* _PASSAGE GIVEN_:
Princess Diana Left The World A Much Better Place Than When She Entered It, And Here’s A Look At How She Truly Changed The World For Good

beketoff - - above is a statue of Princess Diana in the Sunken Garden at Kensington Palace

This past August marked twenty-five years since Princess Diana tragically lost her life. But, in the two and a half decades since her untimely passing, Diana has remained a beloved figure throughout the world.

After marrying Prince Charles in 1981, she was catapulted to international fame. Diana did not let the immense status affect her character, though. Instead, she capitalized on the unique opportunity to raise awareness about countless causes.

First and foremost, Diana was known for her dedication to fundraising. And at one point in time, she was even affiliated with over one hundred charities that focused on a range of issues– from leprosy to mental health to domestic violence.

She did cut ties with a majority of these charities following her divorce from Prince Charles in 1996 in order to lead a more private life. However, Diana still supported six charities up until her death.

And even after her passing, when the charities initially suffered a funding crisis, the shortfall was not long-lived.

* _PROMPT 1_: Please retype the passage about Princess Diana, starting with "First and foremost, Diana" and going on through "was not long-lived.".
The passage about Princess Diana and the listing are unrelated to each other.

Data listing:

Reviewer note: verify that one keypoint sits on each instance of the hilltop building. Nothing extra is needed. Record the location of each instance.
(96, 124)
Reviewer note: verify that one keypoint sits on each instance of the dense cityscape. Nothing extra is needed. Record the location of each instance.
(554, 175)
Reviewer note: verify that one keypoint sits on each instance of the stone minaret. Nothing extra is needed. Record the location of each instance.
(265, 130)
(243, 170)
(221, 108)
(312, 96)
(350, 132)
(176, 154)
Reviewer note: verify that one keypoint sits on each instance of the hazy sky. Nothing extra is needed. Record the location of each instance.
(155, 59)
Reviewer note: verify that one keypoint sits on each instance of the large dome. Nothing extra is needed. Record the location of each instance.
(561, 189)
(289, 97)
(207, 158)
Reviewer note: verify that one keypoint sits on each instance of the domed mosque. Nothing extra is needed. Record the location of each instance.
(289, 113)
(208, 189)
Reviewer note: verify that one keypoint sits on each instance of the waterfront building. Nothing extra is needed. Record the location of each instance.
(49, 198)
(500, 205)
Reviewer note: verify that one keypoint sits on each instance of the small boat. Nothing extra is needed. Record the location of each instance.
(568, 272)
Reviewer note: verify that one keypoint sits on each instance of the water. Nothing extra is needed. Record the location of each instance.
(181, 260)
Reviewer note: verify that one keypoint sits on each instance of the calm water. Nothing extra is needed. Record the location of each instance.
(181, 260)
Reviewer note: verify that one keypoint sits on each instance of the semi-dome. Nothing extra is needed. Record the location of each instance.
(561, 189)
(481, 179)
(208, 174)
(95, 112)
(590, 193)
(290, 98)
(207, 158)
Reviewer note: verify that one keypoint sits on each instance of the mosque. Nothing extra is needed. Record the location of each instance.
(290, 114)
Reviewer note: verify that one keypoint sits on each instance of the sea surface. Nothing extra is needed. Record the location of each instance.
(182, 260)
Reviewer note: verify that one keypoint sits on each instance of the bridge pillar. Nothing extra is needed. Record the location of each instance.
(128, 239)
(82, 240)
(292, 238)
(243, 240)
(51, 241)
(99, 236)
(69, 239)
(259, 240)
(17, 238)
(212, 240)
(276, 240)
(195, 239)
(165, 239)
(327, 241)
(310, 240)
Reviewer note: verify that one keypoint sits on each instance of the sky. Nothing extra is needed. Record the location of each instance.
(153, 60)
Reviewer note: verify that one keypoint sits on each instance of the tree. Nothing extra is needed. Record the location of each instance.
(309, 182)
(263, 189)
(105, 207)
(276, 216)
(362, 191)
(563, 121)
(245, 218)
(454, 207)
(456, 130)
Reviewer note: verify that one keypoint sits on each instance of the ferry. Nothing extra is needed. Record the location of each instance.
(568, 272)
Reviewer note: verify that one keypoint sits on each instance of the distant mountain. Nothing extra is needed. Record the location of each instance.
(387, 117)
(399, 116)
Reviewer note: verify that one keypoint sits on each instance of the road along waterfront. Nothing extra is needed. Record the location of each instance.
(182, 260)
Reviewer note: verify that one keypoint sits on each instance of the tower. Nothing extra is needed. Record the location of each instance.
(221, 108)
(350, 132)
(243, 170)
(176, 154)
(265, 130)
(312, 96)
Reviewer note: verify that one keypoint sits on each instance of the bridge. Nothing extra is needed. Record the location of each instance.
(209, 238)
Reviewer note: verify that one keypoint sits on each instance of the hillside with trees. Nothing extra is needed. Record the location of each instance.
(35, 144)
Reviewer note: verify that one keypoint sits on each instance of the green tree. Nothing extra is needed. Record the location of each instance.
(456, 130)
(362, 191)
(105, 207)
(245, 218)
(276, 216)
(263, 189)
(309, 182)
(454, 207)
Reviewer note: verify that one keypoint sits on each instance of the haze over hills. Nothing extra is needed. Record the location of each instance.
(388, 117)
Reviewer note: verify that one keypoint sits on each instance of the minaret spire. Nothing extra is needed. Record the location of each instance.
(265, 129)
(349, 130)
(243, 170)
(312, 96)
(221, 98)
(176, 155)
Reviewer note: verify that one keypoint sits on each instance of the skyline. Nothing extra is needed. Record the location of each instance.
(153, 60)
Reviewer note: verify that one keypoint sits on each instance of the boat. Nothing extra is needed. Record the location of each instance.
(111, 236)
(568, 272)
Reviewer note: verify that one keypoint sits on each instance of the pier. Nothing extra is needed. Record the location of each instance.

* _PROMPT 2_: Gather every line of the listing that contains the string "boat", treating uppercase and lowercase as different.

* _EXERCISE RESULT 1_:
First and foremost, Diana was known for her dedication to fundraising. And at one point in time, she was even affiliated with over one hundred charities that focused on a range of issues– from leprosy to mental health to domestic violence.

She did cut ties with a majority of these charities following her divorce from Prince Charles in 1996 in order to lead a more private life. However, Diana still supported six charities up until her death.

And even after her passing, when the charities initially suffered a funding crisis, the shortfall was not long-lived.

* _EXERCISE RESULT 2_:
Reviewer note: verify that one keypoint sits on each instance of the small boat. Nothing extra is needed. Record the location of each instance.
Reviewer note: verify that one keypoint sits on each instance of the boat. Nothing extra is needed. Record the location of each instance.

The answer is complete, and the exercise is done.